* [TEKS YANG DIBERIKAN]
• • • • •

Si anak yang bernama Ramaya inilah nantinya yang pada tahun 1926 tampil sebagai pemimpin pemberontakan bersejarah yang terkenal dengan “Pemberontakan Kamang 1926”. Semetnara itu Kari Mudo sebagai pelopor generasi muda, juga tidak tinggal diam. Secara berturut-turut dalam waktu berjarak lama, dia mengadakan pertemuan-pertemuan dengan pemuka masyarakat Kamang, termasuk Laras Garang Dt. Palindih, Penghulu Kepala Dt. Siri Marajo, pemimpin perlawanan Dt.Rajo Penghulu, Dt.Mangkudun, St.Pamernan dan banyak lagi yang lain-lain, bahkan pernah dihadiri oleh J.Wstennenk sendiri. Dan pada kesempatan lain dia juga berusaha memenuhi Dt. Mudo di Payakumbuh, Syekh Koto Baru, Pado Kayo di Suayan untuk meminta petuah sekaligus penangkal untuk persiapan menghadapi perperangan yang diperkirakan tidak lama lagi. Akhirnya saat ituun tiba. Tetapi apa yang menajdi penyulut perang ini, terdapat berbagai versi yang agak berbeda. Oleh karena itu kita cenderung berpegang pada Buku Pemberontakan Pajak 1908 karangan Rusli Amran.

Hari Senin pagi tanggal 15 Juni 1908, sebagai hari perlawanan paling hebat di Sumatera Barat dalam menentang sistem blasting telah diawali ketika seorang warga masyarakat Magek datang ke kantor Laras Warido dengan maksud untuk membayar blasting. Dia langsung dihadang serombongan warga setempat dan diancam akan dibunuh kalau rencana itu diteruskan juga, karena perbuatan ini terang-terangan melanggar tekad bersama untuk menentang Belanda. Mengetahui duduk masalahnya, Laras Kenagarian Magek Warido sangat marah, namun tidak bisa berbuat apa-apa. Dia langsung berangkat ke Bukittinggi untuk melaporkan peristwia itu kepada J.Westennenk dn meminta supaya para pembangkang segera ditangkap. Hari itu juga melalui telepon, J.Westennenk menghubungi Gubernur Sumatera Barat Hecler untk mohon petunjuk mengenai tindakan yang harus diambil. Hanya sepatah kata yang dicetuskan Hecler sesuai dengan penggarisan Gubernur General Van Heutez yaitu, serbu! J.Westennenk lantas mengumpulkan 160 orang pasukan pilihan yang kemudian dibagi menjadi 3 kelompok.

Menjelang sore mereka segera bergerak dari Bukittinggi menuju Kamang dari tiga jurusan:

1. Pasukan pertama yang terdiri dari 30 orang, masuk dari Gadut terus menuju Pauh, dipimpin dua orang letnan yaitu Heine dan Cheriek.

2. Pasukan kedua, yang terdiri dari 80 orang serdadu dipimpin J.Westennenk bersama Kapten Lutsz, Letnan Leroux, Letnan Van Keulen, Dahler dan Aspiran Kontrolir Beeuwkes, masuk dari Tanjung Alam terus ke Tilatang.

3. Sedangkan pasukan ketiga yang berkekuatan 50 orang serdadu di bawah pimpinan Letnan Boldingh dan Letnan Schaap, masuk lewat Biaro dan terus menuju Salo.

• • • • •

* [CUPLIKAN BARIS]
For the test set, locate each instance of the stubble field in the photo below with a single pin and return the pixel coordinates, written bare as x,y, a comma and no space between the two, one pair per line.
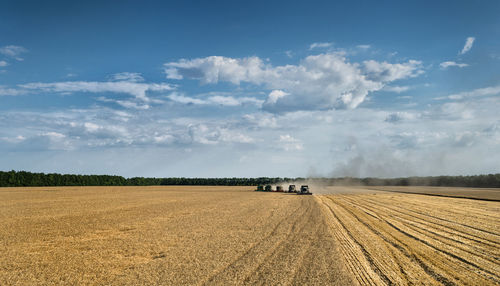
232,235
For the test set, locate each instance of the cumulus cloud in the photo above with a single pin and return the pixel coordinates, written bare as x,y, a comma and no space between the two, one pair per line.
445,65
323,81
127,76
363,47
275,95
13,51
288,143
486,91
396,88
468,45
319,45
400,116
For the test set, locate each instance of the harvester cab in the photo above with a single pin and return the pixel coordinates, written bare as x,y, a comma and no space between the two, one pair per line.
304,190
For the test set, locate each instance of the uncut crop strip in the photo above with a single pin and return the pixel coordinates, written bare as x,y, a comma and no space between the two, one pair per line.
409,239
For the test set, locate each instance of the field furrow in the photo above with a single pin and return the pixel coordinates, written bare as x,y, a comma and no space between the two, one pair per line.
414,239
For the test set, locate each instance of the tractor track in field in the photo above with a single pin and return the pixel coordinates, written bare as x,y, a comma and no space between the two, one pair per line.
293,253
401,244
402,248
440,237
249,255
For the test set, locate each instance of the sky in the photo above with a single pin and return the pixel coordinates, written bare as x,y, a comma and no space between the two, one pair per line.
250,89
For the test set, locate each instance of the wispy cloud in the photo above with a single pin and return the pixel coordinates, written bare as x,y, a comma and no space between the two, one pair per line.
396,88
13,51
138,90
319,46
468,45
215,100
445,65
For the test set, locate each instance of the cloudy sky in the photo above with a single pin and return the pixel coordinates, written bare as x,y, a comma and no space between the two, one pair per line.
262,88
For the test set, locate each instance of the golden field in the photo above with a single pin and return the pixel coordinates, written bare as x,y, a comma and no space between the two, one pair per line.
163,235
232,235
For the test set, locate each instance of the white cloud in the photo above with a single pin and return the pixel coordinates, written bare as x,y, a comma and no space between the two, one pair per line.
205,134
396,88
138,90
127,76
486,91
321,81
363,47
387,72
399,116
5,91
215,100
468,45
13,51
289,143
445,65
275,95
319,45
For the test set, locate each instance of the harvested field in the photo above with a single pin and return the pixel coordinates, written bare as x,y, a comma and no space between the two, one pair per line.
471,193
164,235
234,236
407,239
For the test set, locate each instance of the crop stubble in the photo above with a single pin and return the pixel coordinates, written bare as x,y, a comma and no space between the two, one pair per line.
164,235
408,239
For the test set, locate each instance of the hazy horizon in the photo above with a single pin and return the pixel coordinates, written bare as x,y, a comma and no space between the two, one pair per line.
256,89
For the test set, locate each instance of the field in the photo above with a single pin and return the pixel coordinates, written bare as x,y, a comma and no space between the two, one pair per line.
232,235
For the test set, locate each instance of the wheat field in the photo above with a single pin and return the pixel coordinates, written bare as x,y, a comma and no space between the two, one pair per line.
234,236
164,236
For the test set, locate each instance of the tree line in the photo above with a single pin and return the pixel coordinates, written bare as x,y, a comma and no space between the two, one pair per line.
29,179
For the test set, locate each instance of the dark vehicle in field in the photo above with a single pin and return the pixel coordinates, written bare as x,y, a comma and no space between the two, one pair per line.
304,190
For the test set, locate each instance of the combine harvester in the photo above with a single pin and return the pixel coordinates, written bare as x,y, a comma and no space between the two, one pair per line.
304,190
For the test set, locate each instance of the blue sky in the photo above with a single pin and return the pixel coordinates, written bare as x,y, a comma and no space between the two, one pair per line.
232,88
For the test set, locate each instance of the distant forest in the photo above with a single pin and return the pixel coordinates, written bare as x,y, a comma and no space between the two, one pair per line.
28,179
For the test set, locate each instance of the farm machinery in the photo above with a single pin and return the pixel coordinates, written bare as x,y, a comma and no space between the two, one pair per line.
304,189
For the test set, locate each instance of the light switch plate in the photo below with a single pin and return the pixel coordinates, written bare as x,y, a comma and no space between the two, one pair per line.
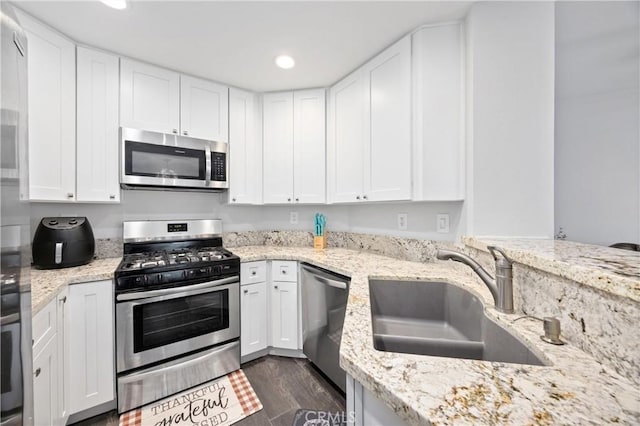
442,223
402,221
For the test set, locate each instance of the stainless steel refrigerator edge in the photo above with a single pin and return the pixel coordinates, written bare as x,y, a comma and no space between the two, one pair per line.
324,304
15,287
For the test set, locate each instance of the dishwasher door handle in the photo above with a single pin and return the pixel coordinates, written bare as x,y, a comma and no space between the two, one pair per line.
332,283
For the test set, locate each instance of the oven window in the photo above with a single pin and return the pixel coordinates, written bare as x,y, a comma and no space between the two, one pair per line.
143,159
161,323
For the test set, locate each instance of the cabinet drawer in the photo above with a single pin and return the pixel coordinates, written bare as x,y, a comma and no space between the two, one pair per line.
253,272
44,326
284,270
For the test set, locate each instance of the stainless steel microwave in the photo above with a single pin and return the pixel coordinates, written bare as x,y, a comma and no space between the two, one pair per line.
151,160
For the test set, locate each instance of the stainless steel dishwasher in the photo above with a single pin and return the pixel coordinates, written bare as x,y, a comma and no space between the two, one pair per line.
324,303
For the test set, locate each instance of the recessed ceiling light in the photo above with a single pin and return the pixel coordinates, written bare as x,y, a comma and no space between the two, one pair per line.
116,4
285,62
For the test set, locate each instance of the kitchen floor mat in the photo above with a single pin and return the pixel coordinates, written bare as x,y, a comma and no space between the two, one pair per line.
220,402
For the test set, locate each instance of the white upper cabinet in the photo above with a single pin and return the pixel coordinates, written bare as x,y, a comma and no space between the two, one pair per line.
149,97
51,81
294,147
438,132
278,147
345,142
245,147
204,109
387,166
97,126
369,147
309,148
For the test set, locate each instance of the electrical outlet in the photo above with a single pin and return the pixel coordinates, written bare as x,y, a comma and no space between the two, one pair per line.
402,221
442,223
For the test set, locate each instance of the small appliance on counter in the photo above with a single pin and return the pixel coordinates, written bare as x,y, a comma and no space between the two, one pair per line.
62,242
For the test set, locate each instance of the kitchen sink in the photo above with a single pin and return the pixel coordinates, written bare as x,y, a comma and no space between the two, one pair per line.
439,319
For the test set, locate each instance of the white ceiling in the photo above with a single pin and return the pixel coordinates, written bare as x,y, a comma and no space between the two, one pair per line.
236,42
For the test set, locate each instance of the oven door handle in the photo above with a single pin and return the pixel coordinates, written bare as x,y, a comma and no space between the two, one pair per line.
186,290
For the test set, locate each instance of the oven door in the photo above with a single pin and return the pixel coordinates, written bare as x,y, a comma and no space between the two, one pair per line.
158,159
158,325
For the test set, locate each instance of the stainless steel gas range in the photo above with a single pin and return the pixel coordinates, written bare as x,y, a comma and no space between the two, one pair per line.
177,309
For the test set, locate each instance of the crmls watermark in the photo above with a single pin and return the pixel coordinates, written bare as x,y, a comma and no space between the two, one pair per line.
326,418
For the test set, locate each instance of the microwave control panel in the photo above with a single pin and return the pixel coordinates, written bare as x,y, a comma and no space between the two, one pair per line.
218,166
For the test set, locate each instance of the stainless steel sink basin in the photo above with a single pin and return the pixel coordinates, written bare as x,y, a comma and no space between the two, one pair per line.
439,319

• • • • •

* [URAIAN LATIHAN]
Teruskan teks tentang perlawanan Kamang tahun 1908 setelah kalimat terakhirnya. Baris-baris ini tidak berkaitan dengan teks tentang perlawanan Kamang tahun 1908.

* [JAWABAN YANG DIHARAPKAN]
Di sepanjang jalan terjadilah perlawanan rakyat di antaranya yang cukup hebat dalah yang dilakukan Dt.Parpatiah di Magek, dimana dalam pertempuran itu Dt. Parpatiah sendiri tewas ditembus senjata lawan. Pasukan yang masuk dari Tanjung Alam dan Gadut bertemu di Kamang Mudiak Sekarang, sedangkan yang datang dari Biaro, sesampai di Kubualah membelok ke Magek, dimana ikut pula Warido, Kepala Penghulu Tigo Lurah, Laras Banuhampu, Menteri Klas I dan seorang polisi, untuk memudian bergabung ke Kamang Mudik. Pasukan inilah yang terlihat pertempuran dengan pasukan rakyat di bawah pimpinan Dt. Parpatiah. Dalam pertempuran D. Parpatiah berhasil membunuh Laras Warido sebelum dia sendiri tewas sebagaimana di sebutkan di atas.

Pada senja hari, Belanda mulai bergerak mengepung rumah H. Abdul Manan untuk menangkapnya, karena pada masa itu mereka beranggapan, yang menjadi dalang pergolakan adalah kaum agama. Tetapi H. Abdul Manan berhasil meloloskan diri dan segera menemui Dt. Rajo Penghulu di Kamang (sekarang Kamang Hilir) untuk berkonsultasi. Akhirnya bertiga dengan Kari Mudo dan beberapa orang pemuka lainya, mereka langsung mengadakan rapat kilat untuk membahas perkembangan yang sangat kritis dan menyusun kesiagaan seluruh rakyat guna mengobarkan perang sabil.

Pukul 12.00 diterima informasi, pasukan Belanda berkumpul di suatu tempat perbatasan Kamang dan Kamang Mudik sekarang, yang bernama Kampuang Tangah, menunggu hari siang, selain dikelilinggi pesawahan yang membuat pandangan bebas ke arah jalan raya satu-satunya, juga penduduknya tidak seberapa. Ini disadari benar oleh Dt. Rajo Penghulu. Setelah ditinggal pergi H. Abdul Manan yang kembali ketempat semula, dia mulai menyiapkan pasukan tempur, Beduk, tong-tong dan puput tanduk berkumandangan di tengah malam sunyi pertanda perang bakal dimulai.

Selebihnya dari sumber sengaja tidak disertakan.